**MATERIAL PROVIDED:**
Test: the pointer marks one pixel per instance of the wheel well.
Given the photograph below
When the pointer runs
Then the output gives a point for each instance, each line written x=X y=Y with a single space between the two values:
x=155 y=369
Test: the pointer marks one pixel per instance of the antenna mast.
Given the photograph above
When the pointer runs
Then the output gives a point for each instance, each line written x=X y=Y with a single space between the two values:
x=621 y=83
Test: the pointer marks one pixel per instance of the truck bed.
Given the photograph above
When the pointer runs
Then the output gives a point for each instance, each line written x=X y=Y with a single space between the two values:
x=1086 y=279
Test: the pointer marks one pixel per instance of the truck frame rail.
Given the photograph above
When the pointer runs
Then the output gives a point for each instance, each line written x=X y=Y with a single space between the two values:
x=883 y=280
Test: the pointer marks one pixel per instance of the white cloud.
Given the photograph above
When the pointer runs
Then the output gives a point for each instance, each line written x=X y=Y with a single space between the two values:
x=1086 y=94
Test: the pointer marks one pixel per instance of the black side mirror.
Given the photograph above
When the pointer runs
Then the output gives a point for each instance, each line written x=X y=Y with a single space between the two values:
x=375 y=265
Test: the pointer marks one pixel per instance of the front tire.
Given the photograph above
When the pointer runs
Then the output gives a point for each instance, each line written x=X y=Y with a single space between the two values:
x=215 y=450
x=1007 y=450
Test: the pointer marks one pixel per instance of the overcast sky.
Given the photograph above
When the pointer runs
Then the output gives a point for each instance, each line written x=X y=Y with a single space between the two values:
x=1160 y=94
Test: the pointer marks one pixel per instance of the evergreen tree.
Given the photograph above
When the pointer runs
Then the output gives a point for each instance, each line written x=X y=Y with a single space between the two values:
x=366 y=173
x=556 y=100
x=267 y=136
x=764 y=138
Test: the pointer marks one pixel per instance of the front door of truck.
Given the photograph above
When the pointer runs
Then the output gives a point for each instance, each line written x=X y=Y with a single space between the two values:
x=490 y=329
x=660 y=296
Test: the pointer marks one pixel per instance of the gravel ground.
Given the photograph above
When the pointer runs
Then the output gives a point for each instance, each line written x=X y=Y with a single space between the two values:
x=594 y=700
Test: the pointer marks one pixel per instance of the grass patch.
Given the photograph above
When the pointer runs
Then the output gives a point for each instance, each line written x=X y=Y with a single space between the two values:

**GOAL:**
Convert all the records above into a Markdown table with two columns, "Row" and "Record line". Number each line in order and leave out blank lines.

**REPLY TO THE TASK:**
| Row | Record line |
|---|---|
| 1 | Test: the pointer marks one pixel per instance of the wheel well. |
| 2 | Given the photograph below |
| 3 | When the pointer runs |
| 4 | Then the output gives a point for each instance, each line written x=X y=Y with a single space between the two values: |
| 5 | x=155 y=369 |
| 6 | Test: the pointer marks one pixel per instance of the antenna mast. |
| 7 | Given the photograph above |
| 8 | When the pointer runs |
| 9 | Then the output gives a point for each instance, each line written x=X y=Y with a single space between the two values: |
| 10 | x=621 y=83 |
| 11 | Test: the pointer marks one pixel per instance of the truck bed. |
| 12 | Given the photograph above |
| 13 | When the pointer runs |
| 14 | Then the output gives a point for each instance, each line written x=X y=Y with a single space between the two values: |
| 15 | x=1086 y=279 |
| 16 | Test: the pointer marks one pixel per instance of the truck frame rail. |
| 17 | Given the photograph above |
| 18 | When the pointer runs |
| 19 | Then the output gives a point for each instance, each line written x=X y=Y with a single space between the two values: |
| 20 | x=883 y=280 |
| 21 | Test: the pointer marks one pixel per instance of the white cloud. |
| 22 | Given the photograph above |
| 23 | When the pointer runs |
| 24 | Then the output gives a point for each instance, each line written x=X y=Y with a single space between the two values: |
| 25 | x=1086 y=94 |
| 26 | Test: the pointer marks one pixel per instance of the black side mirror. |
| 27 | Given the photograph above |
| 28 | When the pointer runs |
| 29 | Then the output gives a point for each instance, each line written x=X y=Y with a single space between the two values: |
| 30 | x=375 y=265 |
| 31 | Test: the pointer marks one pixel per instance of the front tire. |
| 32 | Given the photograph above |
| 33 | When the pointer runs |
| 34 | Then the output gives a point for each instance, each line written x=X y=Y with a single space between the two values: |
| 35 | x=215 y=450 |
| 36 | x=1007 y=450 |
| 37 | Test: the pointer marks one pixel per instance of the overcast sky. |
| 38 | Given the photograph above |
| 39 | When the pointer runs |
| 40 | Then the output gives a point for each instance, each line written x=X y=Y with a single space between the two values: |
| 41 | x=1160 y=94 |
| 42 | Test: the pointer marks one pixel per instance of the evergreen tree. |
| 43 | Given the photograph above |
| 44 | When the pointer runs |
| 45 | Then the output gives a point for each instance, each line written x=X y=Y with a single space between the two values: |
| 46 | x=366 y=173 |
| 47 | x=556 y=100 |
| 48 | x=267 y=136 |
| 49 | x=764 y=138 |
| 50 | Test: the pointer marks one pixel per instance of the front door of truck. |
| 51 | Given the photograph above |
| 52 | When the pointer runs |
| 53 | Then the output gives a point for each instance, each line written x=X y=Y with a single space between the two values: |
| 54 | x=490 y=329 |
| 55 | x=660 y=296 |
| 56 | Test: the pointer marks one pixel per instance of the gravel ground. |
| 57 | Given the photograph above |
| 58 | When the pointer runs |
| 59 | Then the output gives a point for each instance, each line written x=X y=Y with a single space between the two values: |
| 60 | x=594 y=700 |
| 61 | Test: the pointer marks one pixel per instance of the grass patch. |
| 62 | Given the photograph above |
| 63 | When the pointer runs |
| 64 | Then the output gives a point for each instance, each line written x=X y=Y with a single space between the two values: |